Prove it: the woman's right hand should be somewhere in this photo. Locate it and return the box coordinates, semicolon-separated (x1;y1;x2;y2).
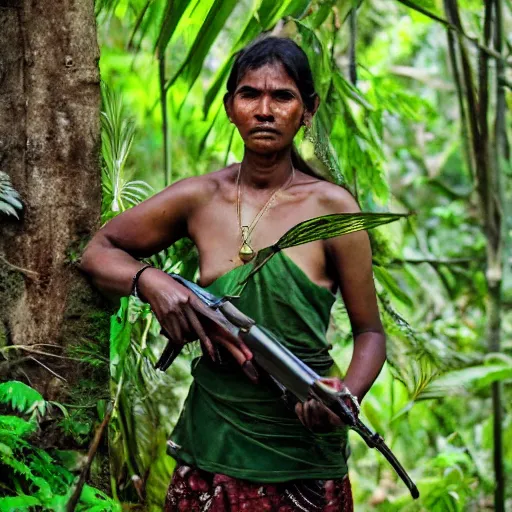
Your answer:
137;268;254;374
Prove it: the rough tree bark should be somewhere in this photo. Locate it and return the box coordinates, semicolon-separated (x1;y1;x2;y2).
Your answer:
0;0;101;398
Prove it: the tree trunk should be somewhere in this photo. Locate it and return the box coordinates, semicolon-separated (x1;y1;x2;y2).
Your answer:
0;0;104;399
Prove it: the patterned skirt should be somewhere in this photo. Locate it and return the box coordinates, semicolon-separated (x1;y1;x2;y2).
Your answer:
164;465;354;512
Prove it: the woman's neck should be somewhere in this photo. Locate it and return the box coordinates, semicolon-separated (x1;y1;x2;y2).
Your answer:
240;148;292;189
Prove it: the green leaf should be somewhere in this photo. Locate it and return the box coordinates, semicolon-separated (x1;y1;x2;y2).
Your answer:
417;364;512;400
110;297;132;382
0;171;23;218
0;494;41;512
165;0;241;92
155;0;190;56
243;212;408;282
373;265;413;308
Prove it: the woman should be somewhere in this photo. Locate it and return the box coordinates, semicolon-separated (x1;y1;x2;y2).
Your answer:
82;37;385;512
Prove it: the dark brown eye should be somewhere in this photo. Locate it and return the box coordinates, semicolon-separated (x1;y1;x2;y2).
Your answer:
273;91;295;101
239;91;258;99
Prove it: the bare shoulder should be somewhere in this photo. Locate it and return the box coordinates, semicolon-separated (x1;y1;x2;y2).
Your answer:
160;165;233;205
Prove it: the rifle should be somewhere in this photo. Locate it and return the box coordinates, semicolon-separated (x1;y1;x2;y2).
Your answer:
155;274;419;499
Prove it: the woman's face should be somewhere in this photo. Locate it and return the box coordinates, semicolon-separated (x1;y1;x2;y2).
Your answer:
226;62;305;154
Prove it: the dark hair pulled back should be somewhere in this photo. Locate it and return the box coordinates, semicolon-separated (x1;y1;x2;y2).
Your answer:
225;36;321;178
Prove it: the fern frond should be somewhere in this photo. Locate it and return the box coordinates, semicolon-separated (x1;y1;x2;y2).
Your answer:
0;171;23;219
0;380;48;416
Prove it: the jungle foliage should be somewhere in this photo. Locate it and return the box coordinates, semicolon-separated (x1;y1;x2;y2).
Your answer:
97;0;512;511
0;0;512;512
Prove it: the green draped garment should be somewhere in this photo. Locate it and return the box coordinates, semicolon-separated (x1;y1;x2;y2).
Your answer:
172;252;348;482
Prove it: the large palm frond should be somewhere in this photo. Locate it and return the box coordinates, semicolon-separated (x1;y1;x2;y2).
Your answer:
101;83;153;220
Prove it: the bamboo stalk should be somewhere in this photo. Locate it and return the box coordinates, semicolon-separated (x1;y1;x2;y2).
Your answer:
488;0;508;512
398;0;501;59
444;0;506;512
66;406;113;512
158;51;172;187
349;8;357;85
446;30;476;179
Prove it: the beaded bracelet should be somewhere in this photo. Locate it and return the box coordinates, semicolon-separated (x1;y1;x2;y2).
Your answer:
130;265;153;300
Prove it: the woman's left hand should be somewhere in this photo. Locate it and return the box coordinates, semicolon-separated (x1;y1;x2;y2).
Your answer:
295;377;354;432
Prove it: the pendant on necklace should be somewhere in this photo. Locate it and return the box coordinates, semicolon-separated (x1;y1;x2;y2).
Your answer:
238;226;255;263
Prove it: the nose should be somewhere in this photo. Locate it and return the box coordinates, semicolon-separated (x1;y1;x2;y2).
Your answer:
255;94;274;123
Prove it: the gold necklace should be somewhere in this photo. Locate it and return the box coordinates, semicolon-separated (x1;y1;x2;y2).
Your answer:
236;164;295;263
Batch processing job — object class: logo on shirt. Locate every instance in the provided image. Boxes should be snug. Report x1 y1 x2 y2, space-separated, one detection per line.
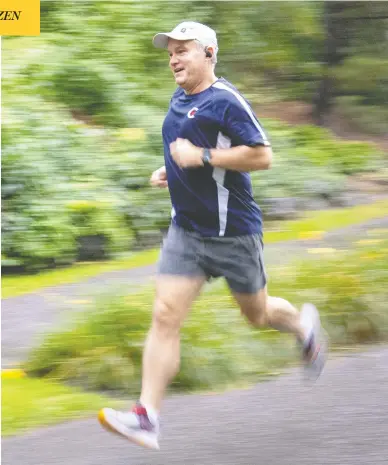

◆ **Instructions for the task**: Can you rewrite the stretch of lines from the one containing "Prove it: the green draped" through the one containing "446;30;476;179", replacing "bamboo stalk" with "bamboo cane" and changing nothing else?

◆ **Task response**:
Prove it: the green draped garment should be somewhere in this photo. Locate it and return the box coordinates, semicolon-separated (x1;y1;x2;y2).
Your answer:
172;252;348;482
Prove it: the large palm frond should be somewhere in this photo. Locate it and return the box coordinates, semicolon-separated (x1;y1;x2;y2).
Your answer:
101;83;153;220
Prove it: the bamboo cane should be somewhere in this photo. Locate it and return the box coordinates, semicolon-separated (x1;y1;x2;y2).
Your answer:
488;0;508;512
398;0;501;59
444;0;506;512
66;406;113;512
158;51;172;187
349;8;357;85
446;30;476;179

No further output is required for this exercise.